# I haven't had/didn't have for (the last) 2 days.



## Ivan_I

If I want to say that I couldn't answer someone's e-mail because I didn't have an internet access for the last two days.

1) Would "for two days" be understood as "for the last two days"?
2) Which tense is better?

a) I couldn't get back to you earlier because I didn't have an internet access for the last two days.
b) I couldn't get back to you earlier because I didn't have an internet access for two days.
c) I couldn't get back to you earlier because I haven't had an internet access for the last two days.
d) I couldn't get back to you earlier because I haven't had an internet access for two days.


----------



## lingobingo

As a Brit I’d be most likely to use c, but without the word “an”.

Alternatively, I’d say: I couldn't get back to you earlier because I’ve had no internet [access] for two days.


----------



## london calling

a) I couldn't get back to you earlier because I didn't have an internet access for the last two days.
b) I couldn't get back to you earlier because I didn't have *an* internet access for two days.
c) I couldn't get back to you earlier because I haven't had *an*  internet access for the last two days.
d) I couldn't get back to you earlier because I haven't had an internet access for two days.

That said, I find 'to have any access to the internet/no access to the internet' far more natural.

> _Request A_
Reproduce word for word the part of the forum thread on "didn't have" versus "haven't had" from "As a Brit I’d" up to and including "have *an* internet access for two days.".
> _Request B_
Write the next part of the forum thread on "didn't have" versus "haven't had", picking up after its last sentence.
The records come from a different source than the forum thread.

> _Dataset content_
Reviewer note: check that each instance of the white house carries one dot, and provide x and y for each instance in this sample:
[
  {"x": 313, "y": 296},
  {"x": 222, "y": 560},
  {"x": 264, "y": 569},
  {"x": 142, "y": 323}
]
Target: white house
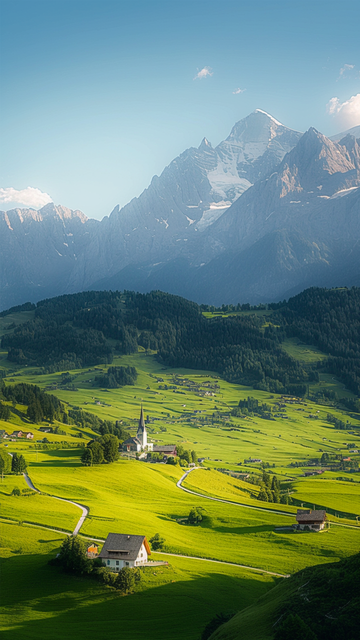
[
  {"x": 313, "y": 520},
  {"x": 121, "y": 550},
  {"x": 140, "y": 442}
]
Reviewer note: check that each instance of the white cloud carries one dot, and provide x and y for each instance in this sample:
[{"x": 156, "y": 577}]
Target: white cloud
[
  {"x": 30, "y": 197},
  {"x": 347, "y": 114},
  {"x": 206, "y": 71}
]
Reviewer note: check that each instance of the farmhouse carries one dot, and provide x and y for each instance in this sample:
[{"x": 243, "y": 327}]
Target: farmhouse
[
  {"x": 121, "y": 550},
  {"x": 314, "y": 520},
  {"x": 165, "y": 449},
  {"x": 92, "y": 551},
  {"x": 140, "y": 442}
]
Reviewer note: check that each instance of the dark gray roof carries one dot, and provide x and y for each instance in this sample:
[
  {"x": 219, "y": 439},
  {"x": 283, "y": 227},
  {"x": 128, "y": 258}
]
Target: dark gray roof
[
  {"x": 120, "y": 546},
  {"x": 310, "y": 516},
  {"x": 132, "y": 441}
]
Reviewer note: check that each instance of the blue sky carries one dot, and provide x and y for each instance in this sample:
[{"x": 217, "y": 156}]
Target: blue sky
[{"x": 97, "y": 97}]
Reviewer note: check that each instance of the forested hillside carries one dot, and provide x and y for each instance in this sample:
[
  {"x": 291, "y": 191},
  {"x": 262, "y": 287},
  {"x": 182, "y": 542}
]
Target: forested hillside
[{"x": 88, "y": 328}]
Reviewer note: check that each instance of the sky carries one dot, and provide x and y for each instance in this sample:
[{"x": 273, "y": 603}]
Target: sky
[{"x": 98, "y": 97}]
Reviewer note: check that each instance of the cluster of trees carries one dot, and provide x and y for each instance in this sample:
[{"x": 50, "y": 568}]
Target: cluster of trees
[
  {"x": 270, "y": 490},
  {"x": 41, "y": 405},
  {"x": 18, "y": 463},
  {"x": 338, "y": 424},
  {"x": 76, "y": 328},
  {"x": 4, "y": 412},
  {"x": 329, "y": 319},
  {"x": 185, "y": 456},
  {"x": 5, "y": 461},
  {"x": 73, "y": 559},
  {"x": 252, "y": 406},
  {"x": 15, "y": 463},
  {"x": 157, "y": 542},
  {"x": 195, "y": 515},
  {"x": 103, "y": 450},
  {"x": 116, "y": 377},
  {"x": 329, "y": 588}
]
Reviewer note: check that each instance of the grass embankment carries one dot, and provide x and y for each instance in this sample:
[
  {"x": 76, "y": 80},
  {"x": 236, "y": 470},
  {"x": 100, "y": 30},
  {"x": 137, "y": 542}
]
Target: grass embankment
[
  {"x": 41, "y": 602},
  {"x": 134, "y": 497},
  {"x": 35, "y": 508}
]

> _Task answer A_
As a Brit I’d be most likely to use c, but without the word “an”.

Alternatively, I’d say: I couldn't get back to you earlier because I’ve had no internet [access] for two days.


----------



## london calling

a) I couldn't get back to you earlier because I didn't have an internet access for the last two days.
b) I couldn't get back to you earlier because I didn't have *an* internet access for two days.

> _Task answer B_
----------



## Ivan_I

lingobingo said:


> As a Brit I’d be most likely to use c, but without the word “an”.
> 
> Alternatively, I’d say: I couldn't get back to you earlier because I’ve had no internet [access] for two days.


In your alternative sentence, "for two days" would it also imply "for the last two days"?


----------



## lingobingo

Yes.


----------



## Ivan_I

Just one more minor elaboration. 

Wouldn't *c)* sound as if I still don't have internet access? Because today is part of "for the last two days". 

I couldn't get back to you earlier because I haven't had internet access for the last two days.


----------



## lingobingo

Er… surely if the person were now emailing you back (and making that particular remark), you would be in no doubt that they did now have their Internet access back?


----------



## london calling

Ivan_I said:


> Just one more minor elaboration.
> 
> Wouldn't *c)* sound as if I still don't have internet access? Because today is part of "for the last two days".
> 
> I couldn't get back to you earlier because I haven't had internet access for the last two days.


No, because if you didn't have internet access you wouldn't be able to write to your friend anyway.


----------



## Ivan_I

So, what to do then? 


london calling said:


> No, because if you didn't have internet access you wouldn't be able to write to your friend anyway.


I think internet access doesn't pay attention to my grammar. Maybe I shouldn't say "for the last to days" then?


----------



## london calling

I don't understand what you mean by_ I think internet access doesn't pay attention to my grammar,_ sorry.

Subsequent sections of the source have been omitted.